**PROVIDED PASSAGE**
In solving problems, everyone (doctors, musicians, biologists, computer scientists…) goes down paths that ultimately prove wrong. How can you use those (wrong) paths to gain important insights into the ultimate solution? In this course you have the opportunity to develop these skills. In this course you have the opportunity to develop your ability to make profitable “wrong turns” in problem solving.

How do you break down a really complex problem into solvable parts? Some parts you can separate and some you cannot. In this course you have the opportunity to develop your ability to tackle really complex problems by breaking them down, wisely, into parts.

What do you do with problems that are presented to you in a misleading way This happens unintentionally all the time. One of your collaborators or a team member comes to you with problem that he/she is sure is caused by another person. Or a patient comes in with a set of symptoms and is sure she/he has strep throat and is prepared to convince you of this. You need to be the person who has enough perspective to consider that “Do you have strep throat?” is the wrong question. What’s the right question? In this course you have the opportunity to develop your ability to deal wisely with the different pieces of information provided to you.

Finally, after you’ve come up with a solution to a problem, how do you determine if it is the right one? What checks can you do to confirm that your solution is the best one? In this course you have the opportunity to develop your skill at checking your answer, determining if its reasonable, and relating it to other things you know (without having a “back of the book” to check!) This is incredibly important in programming. There are sort of two levels of a program “working”. The first level is where it actually runs with no errors. This is great, and it’s a great achievement, but it’s not the same thing as a program actually doing what you wanted it to do, and it’s really important to be able to tell the difference. It’s easy to tell whether a program “works” at the first level, but it requires some really fun thinking and fun testing to determine if it’s doing what you thought it should do.

Finally, programming is a very useful skill, and it’s becoming more useful everyday. There’s a reason this course is being offered in chemistry, linguistics, and physics. I actually expect that by the time you graduate it will be offered in a half-dozen more subjects. There is an enormous demand for programmers in the work force in a number of fields. For example Biology didn’t used to be a computer intensive field, but now that the human genome project is underway, it is. What you’re learning in this class is one language - python, but which language you learn first turns out not to matter too much. Once you learn one language it’s pretty easy to pick up whatever other language you need. The skill you’re learning is to think like a computer.

**TASK TO COMPLETE**
Answer from the course passage:
1. In the patient example, what question does the passage call the wrong one?
2. What are the two levels of a program "working"?
3. In which three subjects is the course offered?
Rely only on the course passage above to answer.

**DATA BELOW**
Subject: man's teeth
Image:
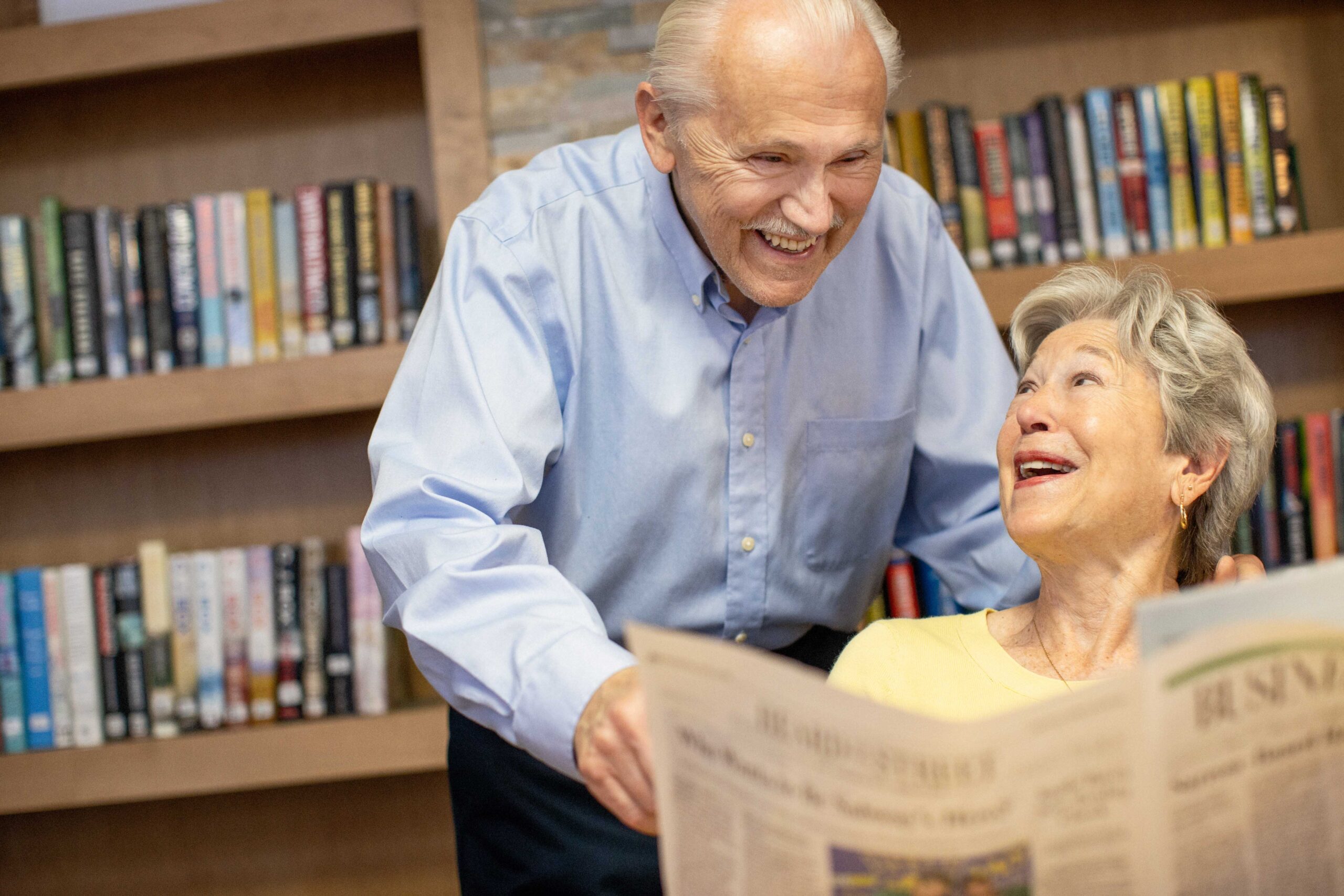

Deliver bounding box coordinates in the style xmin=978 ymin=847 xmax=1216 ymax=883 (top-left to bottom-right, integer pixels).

**FINISHED EXERCISE**
1. "Do you have strep throat?"
2. At the first level, the program runs with no errors. At the second, it actually does what you wanted it to do.
3. Chemistry, linguistics, and physics.